Luispa, Puerto Príncipe 28 de enero de 2010.

jueves, 21 de enero de 2010

Apretados los bártulos

El segundo grupo ya está en marcha. Apretados los bártulos en una sola bolsa esperamos salir esta noche desde Torrejón y llegar a Haití en la madrugada de mañana. Demasiados pensamientos contradictorios han pasado por mi mente en las últimas veinticuatro horas. Pero siento que es lo que debo hacer. Sincero ha sido el apoyo de los íntimos, de los que seguro me acordaré en los momentos difíciles. Un pedazo de ellos también estará allí dando calor, limpiando heridas, abrazando, curando. Espero estar a la altura.


domingo, 10 de enero de 2010

EL MOMENTO DE LA CONEXIÓN


Impaciente acudía a mi cita en el aeropuerto de El Prat, aquel tibio atardecer de Agosto. Iba al encuentro de la que, en las tres últimas y calurosas semanas, había compartido conmigo la triste soledad de mi alcoba. Aquélla que, en la callada quietud de la noche, había escuchado las confidencias susurradas al oído de este fogoso adolescente.

Marchaba sin conocerla apenas pues nuestras largas y palpitantes conversaciones habían sido elaboradas a través de un frío teclado de ordenador. Quizá fuera la exultante intimidad que otorgaba Internet la que propiciara que el tono de nuestro amatorio diálogo fuera la mayoría de las veces bruscamente erótico. Minuto tras minuto iba creciendo en mí un vertiginoso anhelo que me impedía llevar a cabo el resto de mis tareas. Mi imaginación se desbordaba fantaseando con encendidas ilusiones que me sumían en un apasionado ensueño del que era difícil escapar. Mi único afán de esos días era esperar ansioso el momento de la conexión.

Nuestra última plática había terminado con ese deseo mutuo de compartir, piel con piel, el aire ardiente de la siguiente noche. Empujado por mi inconsciente bisoñez y preso de un violento arrebato, había resulto acudir a su encuentro. Esa madrugada, mis sueños me llevaron a su lecho, aquél que había probado el amargo dulzor de su sudor, el palpitante flujo de sus noches en celo, el rebosante bermellón de sus primeros días de ciclo. Mezclados por un ceñido abrazo, nuestros empapados cuerpos retozaban sobre las sábanas blancas tornadas ahora de un húmedo ceniciento. Mi alma, encerrada en un profundo beso, se fundía con la suya dentro de su boca.

Al día siguiente reunía algo del dinero ahorrado para mis días de asueto y marchaba a Barajas esperando encontrar asiento en algún puente aéreo. Una apresurada muda en la bolsa y sin saber si ella estaría dispuesta a acogerme entre sus brazos. Sabía que le resultaría difícil escapar del hogar que había construido durante ocho años de tortuosa convivencia con el padre de sus dos hijas. Temía que una vez allí, quizá ella sintiera miedo al encontrarse de cara con aquél que había conseguido devolverla a la más olvidada juventud, aquél que con sus palabras le había hecho probar el dulce sabor de lo prohibido.

→ **TAREA A**: Anota todas las fechas completas, con día, mes y año, que aparecen en el fragmento.
→ **TAREA B**: Copia del fragmento todo lo que va desde "jueves, 21 de" hasta "a la altura.".

→ **MATERIAL EXTRAÍDO**:
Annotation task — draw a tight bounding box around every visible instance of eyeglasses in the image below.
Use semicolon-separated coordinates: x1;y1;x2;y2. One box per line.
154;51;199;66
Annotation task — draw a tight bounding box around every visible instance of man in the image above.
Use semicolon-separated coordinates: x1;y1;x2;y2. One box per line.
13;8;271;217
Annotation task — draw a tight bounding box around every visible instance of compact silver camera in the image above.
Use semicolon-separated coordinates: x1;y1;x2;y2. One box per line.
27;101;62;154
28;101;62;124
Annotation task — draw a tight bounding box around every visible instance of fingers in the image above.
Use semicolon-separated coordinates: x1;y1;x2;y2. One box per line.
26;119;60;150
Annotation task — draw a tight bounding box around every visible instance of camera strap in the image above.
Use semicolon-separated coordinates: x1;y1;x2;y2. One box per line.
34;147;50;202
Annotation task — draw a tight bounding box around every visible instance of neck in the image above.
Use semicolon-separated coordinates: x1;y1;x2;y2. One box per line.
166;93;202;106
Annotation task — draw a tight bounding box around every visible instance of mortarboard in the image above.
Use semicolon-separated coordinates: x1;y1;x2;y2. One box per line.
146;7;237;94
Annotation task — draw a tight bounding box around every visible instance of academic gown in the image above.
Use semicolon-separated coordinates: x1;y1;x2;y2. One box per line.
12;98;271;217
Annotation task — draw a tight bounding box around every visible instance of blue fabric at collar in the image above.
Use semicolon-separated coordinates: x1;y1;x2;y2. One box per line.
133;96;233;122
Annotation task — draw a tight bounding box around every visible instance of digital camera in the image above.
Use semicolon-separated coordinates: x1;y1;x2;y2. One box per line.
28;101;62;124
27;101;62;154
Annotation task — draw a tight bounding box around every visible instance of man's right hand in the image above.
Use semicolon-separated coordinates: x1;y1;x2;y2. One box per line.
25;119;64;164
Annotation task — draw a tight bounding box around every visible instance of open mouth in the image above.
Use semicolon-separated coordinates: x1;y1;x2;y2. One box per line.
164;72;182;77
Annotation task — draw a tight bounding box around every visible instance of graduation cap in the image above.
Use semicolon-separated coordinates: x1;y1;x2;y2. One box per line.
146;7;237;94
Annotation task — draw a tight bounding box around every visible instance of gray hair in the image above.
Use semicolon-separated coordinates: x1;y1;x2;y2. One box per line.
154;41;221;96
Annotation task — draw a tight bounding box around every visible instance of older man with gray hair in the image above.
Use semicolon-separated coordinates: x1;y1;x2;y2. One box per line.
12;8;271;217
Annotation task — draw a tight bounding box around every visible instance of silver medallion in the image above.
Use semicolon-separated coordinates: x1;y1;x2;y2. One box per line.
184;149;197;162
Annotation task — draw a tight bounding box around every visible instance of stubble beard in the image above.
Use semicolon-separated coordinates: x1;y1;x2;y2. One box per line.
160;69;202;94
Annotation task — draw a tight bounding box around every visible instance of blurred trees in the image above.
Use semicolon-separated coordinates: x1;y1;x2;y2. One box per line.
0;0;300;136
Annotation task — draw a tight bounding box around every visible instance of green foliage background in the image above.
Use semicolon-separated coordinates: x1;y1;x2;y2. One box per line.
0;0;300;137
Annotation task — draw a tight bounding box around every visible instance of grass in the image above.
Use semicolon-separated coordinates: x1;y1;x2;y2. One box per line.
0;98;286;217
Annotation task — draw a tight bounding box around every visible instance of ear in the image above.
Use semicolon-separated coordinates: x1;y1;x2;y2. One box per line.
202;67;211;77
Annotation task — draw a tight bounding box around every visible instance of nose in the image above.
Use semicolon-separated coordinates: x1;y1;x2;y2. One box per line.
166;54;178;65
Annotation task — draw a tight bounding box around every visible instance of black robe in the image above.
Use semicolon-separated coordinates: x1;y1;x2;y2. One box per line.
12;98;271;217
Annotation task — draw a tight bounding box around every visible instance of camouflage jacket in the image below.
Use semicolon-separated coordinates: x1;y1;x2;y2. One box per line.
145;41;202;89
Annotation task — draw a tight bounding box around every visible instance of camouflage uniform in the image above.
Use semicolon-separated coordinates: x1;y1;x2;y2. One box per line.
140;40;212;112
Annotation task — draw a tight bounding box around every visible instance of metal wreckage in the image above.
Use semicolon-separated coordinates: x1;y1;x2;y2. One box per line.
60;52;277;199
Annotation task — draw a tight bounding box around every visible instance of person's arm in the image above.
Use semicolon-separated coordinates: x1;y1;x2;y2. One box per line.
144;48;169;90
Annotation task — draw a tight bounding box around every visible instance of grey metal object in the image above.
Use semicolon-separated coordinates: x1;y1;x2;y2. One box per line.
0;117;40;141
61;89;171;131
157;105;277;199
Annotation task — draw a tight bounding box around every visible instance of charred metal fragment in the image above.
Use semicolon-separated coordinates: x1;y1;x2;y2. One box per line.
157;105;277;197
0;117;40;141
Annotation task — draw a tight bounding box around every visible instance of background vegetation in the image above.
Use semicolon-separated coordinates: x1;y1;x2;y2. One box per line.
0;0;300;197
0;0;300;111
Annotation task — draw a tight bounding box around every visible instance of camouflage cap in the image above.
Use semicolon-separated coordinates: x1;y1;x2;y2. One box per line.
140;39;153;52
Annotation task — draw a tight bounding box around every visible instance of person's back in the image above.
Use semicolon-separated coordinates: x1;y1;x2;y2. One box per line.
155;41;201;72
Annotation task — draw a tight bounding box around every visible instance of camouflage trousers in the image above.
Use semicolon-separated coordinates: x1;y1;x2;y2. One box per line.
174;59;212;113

→ **RESPUESTA ESCRITA A**:
- 28 de enero de 2010
- 21 de enero de 2010
- 10 de enero de 2010

→ **RESPUESTA ESCRITA B**:
jueves, 21 de enero de 2010

Apretados los bártulos

El segundo grupo ya está en marcha. Apretados los bártulos en una sola bolsa esperamos salir esta noche desde Torrejón y llegar a Haití en la madrugada de mañana. Demasiados pensamientos contradictorios han pasado por mi mente en las últimas veinticuatro horas. Pero siento que es lo que debo hacer. Sincero ha sido el apoyo de los íntimos, de los que seguro me acordaré en los momentos difíciles. Un pedazo de ellos también estará allí dando calor, limpiando heridas, abrazando, curando. Espero estar a la altura.